═════ Selected passage ═════

Ya, don't even consider it. Just stick your head in the sand.

This is what the anti's want you to do. This level of thinking will not serve the sport fishing sector very well because when it is under the gun, NGO groups promote this level of thought provoking ideology. They tell their supporters not to even consider or view the defendants opinions and it get ignored and sold as spin. Well done. Don't try to tell me this isn't happening to the sport sector, every one here see's it.
 

From the article:
“The FNLC refutes this, as Indigenous Peoples are the proper title holders and the original caretakers and stewards of our respective traditional territories. The FNLC urges Mowi Canada West Inc, Cermaq Canada Ltd and Grieg Seafood BC Ltd to exercise proactive conservation-based actions and work with First Nations in re-building Pacific salmon stocks,” a statement reads.

If this were the case, why were salmon farmers left out of the process that lead to the decision to remove those farms?
 
The best place to validate and vet unsubstantiated claims by any proponent is thru an environmental assessment process - something this industry has successfully lobbied for and successfully received thru back door tactic agreements made thru their protector & prmoter - DFO.

All these many years and still not performing risk assessment and management. And now that they are finally loosing the PR war we are supposed to see them as poor corporate victims?

Ya - sorry that "feeling sorry for you" boat sailed many years ago when the industry demonstrated their utter disrespect and disdain for those critiques and instead attacked the messenger rather than getting thier own house in order. It's long overdue. The open net-cage technology is not sustainable.

═════ Record extracts ═════

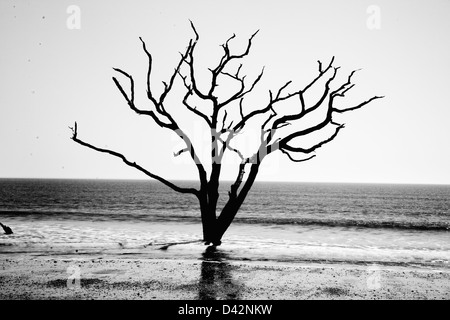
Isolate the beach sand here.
[0,254,450,300]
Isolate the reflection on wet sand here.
[198,246,242,300]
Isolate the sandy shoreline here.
[0,255,450,300]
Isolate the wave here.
[0,210,450,231]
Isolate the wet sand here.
[0,254,450,300]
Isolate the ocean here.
[0,179,450,269]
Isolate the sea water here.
[0,179,450,268]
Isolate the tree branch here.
[71,122,199,196]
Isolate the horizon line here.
[0,177,450,186]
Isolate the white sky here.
[0,0,450,184]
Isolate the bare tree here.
[71,22,382,245]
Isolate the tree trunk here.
[208,164,259,245]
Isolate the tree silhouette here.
[71,22,382,245]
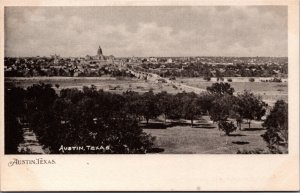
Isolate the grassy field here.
[144,117,267,154]
[5,77,288,154]
[176,78,288,103]
[5,77,180,93]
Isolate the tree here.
[141,90,160,124]
[156,91,173,123]
[220,121,236,136]
[182,92,201,127]
[237,90,267,128]
[209,94,233,129]
[262,100,288,151]
[206,82,234,95]
[4,86,26,154]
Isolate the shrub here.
[219,121,236,135]
[203,76,211,81]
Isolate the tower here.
[97,46,103,56]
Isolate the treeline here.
[141,62,288,78]
[5,82,287,153]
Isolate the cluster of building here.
[4,46,288,77]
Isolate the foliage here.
[262,100,288,152]
[219,121,236,135]
[4,87,25,154]
[236,90,267,128]
[206,82,234,95]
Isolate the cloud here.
[5,6,287,56]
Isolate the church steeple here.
[97,46,103,56]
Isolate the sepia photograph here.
[4,6,289,154]
[0,0,300,191]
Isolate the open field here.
[144,117,267,154]
[5,77,180,93]
[176,77,288,104]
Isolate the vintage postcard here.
[0,0,299,191]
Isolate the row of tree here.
[5,82,287,153]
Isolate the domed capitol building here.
[85,45,115,63]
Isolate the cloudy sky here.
[5,6,288,57]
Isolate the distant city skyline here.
[5,6,288,57]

═════

* Tasks to carry out
1 - In one to three sentences, explain why the writer of the salmon farming post says the "feeling sorry for you" boat sailed many years ago.
2 - Restate the paragraph of the salmon farming post that begins "Ya - sorry that" as a short list of its main points.
3 - Please retype the salmon farming post starting at "If this were" and ending at "prmoter - DFO.".
The items play no part in the work on the salmon farming post.

* List of solutions
1 - The writer says this because the industry showed utter disrespect and disdain for its critics many years ago. It attacked the messenger instead of getting its own house in order.

2 -
- The writer stopped feeling sorry for the industry many years ago.
- The industry showed utter disrespect and disdain for its critics.
- It attacked the messenger instead of getting its own house in order.
- The change is long overdue.
- Open net-cage technology is not sustainable.

3 -
If this were the case, why were salmon farmers left out of the process that lead to the decision to remove those farms?
 
The best place to validate and vet unsubstantiated claims by any proponent is thru an environmental assessment process - something this industry has successfully lobbied for and successfully received thru back door tactic agreements made thru their protector & prmoter - DFO.